(基于点的标注数据)
====
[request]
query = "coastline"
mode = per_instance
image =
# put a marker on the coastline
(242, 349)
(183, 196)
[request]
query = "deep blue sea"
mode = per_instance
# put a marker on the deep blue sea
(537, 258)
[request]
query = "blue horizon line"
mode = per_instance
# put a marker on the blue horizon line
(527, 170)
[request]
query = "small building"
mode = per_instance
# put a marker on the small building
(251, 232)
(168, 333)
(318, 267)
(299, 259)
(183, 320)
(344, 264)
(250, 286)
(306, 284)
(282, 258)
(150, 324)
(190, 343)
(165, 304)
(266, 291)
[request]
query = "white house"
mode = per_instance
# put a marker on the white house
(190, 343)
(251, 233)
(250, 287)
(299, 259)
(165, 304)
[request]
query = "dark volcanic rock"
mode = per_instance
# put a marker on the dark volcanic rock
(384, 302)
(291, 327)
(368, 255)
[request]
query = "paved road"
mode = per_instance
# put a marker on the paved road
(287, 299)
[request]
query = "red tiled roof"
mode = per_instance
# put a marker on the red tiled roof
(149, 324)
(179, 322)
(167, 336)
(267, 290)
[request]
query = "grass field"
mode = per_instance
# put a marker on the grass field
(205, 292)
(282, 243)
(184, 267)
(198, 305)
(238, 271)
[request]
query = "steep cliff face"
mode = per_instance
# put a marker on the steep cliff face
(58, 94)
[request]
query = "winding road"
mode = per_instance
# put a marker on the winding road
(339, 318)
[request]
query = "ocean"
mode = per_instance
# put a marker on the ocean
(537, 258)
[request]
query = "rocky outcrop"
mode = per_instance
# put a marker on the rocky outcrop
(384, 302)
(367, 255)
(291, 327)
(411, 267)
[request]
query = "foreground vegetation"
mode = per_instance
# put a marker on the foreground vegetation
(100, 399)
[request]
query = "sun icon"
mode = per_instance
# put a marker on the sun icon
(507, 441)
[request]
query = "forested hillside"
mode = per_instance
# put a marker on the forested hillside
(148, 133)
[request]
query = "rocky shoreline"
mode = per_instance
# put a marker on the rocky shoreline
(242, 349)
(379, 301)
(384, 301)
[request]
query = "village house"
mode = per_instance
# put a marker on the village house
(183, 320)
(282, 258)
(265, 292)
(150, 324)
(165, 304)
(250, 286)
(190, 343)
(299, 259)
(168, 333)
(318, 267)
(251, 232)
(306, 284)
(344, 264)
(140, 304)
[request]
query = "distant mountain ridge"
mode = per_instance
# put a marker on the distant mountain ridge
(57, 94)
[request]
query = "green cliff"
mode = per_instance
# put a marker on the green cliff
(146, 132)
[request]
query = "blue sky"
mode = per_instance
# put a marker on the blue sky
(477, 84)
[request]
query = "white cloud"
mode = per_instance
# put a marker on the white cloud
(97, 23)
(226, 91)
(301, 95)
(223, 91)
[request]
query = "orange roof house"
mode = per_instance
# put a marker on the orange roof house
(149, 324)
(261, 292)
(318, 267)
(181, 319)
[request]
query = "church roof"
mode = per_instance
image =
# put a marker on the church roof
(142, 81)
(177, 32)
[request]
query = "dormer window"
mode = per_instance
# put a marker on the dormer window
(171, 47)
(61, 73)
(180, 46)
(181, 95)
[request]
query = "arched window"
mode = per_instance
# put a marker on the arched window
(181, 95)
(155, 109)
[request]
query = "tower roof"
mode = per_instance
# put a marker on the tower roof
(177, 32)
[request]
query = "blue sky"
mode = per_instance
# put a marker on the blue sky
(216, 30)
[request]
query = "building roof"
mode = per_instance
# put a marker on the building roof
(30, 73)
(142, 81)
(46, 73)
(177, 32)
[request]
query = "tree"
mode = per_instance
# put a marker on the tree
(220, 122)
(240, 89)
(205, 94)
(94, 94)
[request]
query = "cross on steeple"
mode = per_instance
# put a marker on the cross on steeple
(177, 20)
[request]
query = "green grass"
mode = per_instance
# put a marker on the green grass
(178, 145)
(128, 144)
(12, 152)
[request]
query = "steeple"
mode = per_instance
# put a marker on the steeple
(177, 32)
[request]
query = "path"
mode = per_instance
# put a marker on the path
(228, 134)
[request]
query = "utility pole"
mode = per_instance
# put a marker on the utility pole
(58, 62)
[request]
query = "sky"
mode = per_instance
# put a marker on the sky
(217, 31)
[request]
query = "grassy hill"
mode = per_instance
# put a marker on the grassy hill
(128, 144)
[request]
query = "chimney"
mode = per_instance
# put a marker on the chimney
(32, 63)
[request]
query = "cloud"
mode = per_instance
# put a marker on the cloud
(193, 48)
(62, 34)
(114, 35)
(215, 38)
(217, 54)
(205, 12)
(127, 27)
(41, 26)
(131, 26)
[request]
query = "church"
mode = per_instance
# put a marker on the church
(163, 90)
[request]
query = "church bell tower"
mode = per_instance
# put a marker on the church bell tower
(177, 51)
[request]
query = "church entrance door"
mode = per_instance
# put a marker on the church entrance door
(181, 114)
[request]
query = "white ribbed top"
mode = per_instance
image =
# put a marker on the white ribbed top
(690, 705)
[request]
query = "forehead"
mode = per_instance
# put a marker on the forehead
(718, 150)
====
> _任务目标_
筛选上面的条目，把所有包含字符串“winding”的行逐一抄录下来。

> _练习答案_
query = "winding road"
# put a marker on the winding road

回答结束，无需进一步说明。